Set of tasks:
A. Summarize the cabernet article below in two sentences.
B. Reproduce the passage of the cabernet article below that runs between "Merlot madness reigns" and "the red chardonnay.", inclusive.

Exercise text:

Arrow-right Camera
Subscribe now

Making A Case For Classy Cabernet

Leslie Kelly The Spokesman-Revie

Merlot madness reigns these days.

Wine writers from across the country have declared Washington merlots nothing short of magical. Even as the prices creep up into the $15 range, people can’t seem to get enough of this soft, fruity red. In some circles, it’s being referred to as the red chardonnay.

While all that’s fine and dandy, I’d like to make a case for cabernet.

Cabernet sauvignon has long been considered the king of red wines, the centerpiece for some of the most revered Bordeaux from France and the cornerstone of California’s wine industry. Until a few years ago, merlot played merely a supporting role to cabernet. Merlot was - and still is - widely used as a blending grape to soften the sometimes astringent quality of cabernet.

It might not be the most approachable wine, but vintners admire the depth of the cabernet grape’s character.

Rick Small at Woodward Canyon thinks cabernet has the potential to eventually replace merlot as Washington’s most distinguished wine.

“I still think this is going to be a cabernet state,” said Small, whose cab far outsells his merlot. “In the end, it’s just a better, more balanced wine.”

Michael Brunstein at Arbor Crest said that unlike the variable quality of other varietals, cabernets tend to be uniformly high-caliber.

“It’s like the difference between buying shoes at Kmart or buying shoes at Nordstrom,” he said.

Brian Carter agreed. “It’s my personal opinion that it’s a better wine,” said Carter, who makes wines under the Washington Hills, W.B. Bridgeman and Apex labels. “There’s a depth and complexity of character in cabernet that makes it a good candidate for aging.”

Data provided:
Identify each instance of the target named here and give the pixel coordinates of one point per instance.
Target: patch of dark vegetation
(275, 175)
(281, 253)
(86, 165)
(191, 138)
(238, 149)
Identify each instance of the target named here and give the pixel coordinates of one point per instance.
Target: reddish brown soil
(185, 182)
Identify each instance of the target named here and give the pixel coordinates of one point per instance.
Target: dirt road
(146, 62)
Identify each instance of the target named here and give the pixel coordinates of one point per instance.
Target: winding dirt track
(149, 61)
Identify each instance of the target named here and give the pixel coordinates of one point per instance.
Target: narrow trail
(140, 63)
...
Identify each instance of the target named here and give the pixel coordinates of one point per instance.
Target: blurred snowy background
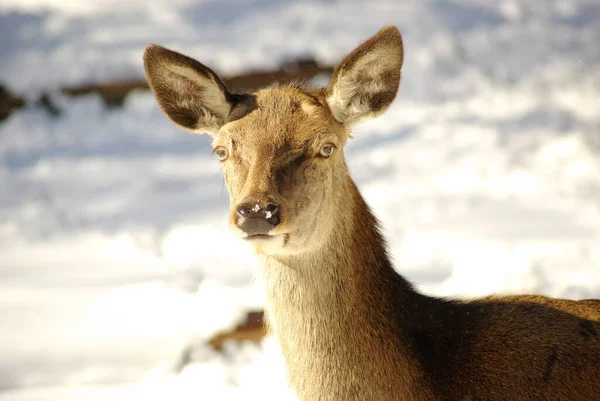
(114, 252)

Per-task answers:
A. Washington merlots are drawing wide praise from wine writers, but the writer makes a case for cabernet sauvignon, long considered the king of red wines, with merlot merely playing a supporting role until a few years ago. Vintners Rick Small, Michael Brunstein and Brian Carter praise cabernet's balance, consistent quality and depth of character, and Small thinks it could eventually replace merlot as Washington's most distinguished wine.

B.
Merlot madness reigns these days.

Wine writers from across the country have declared Washington merlots nothing short of magical. Even as the prices creep up into the $15 range, people can’t seem to get enough of this soft, fruity red. In some circles, it’s being referred to as the red chardonnay.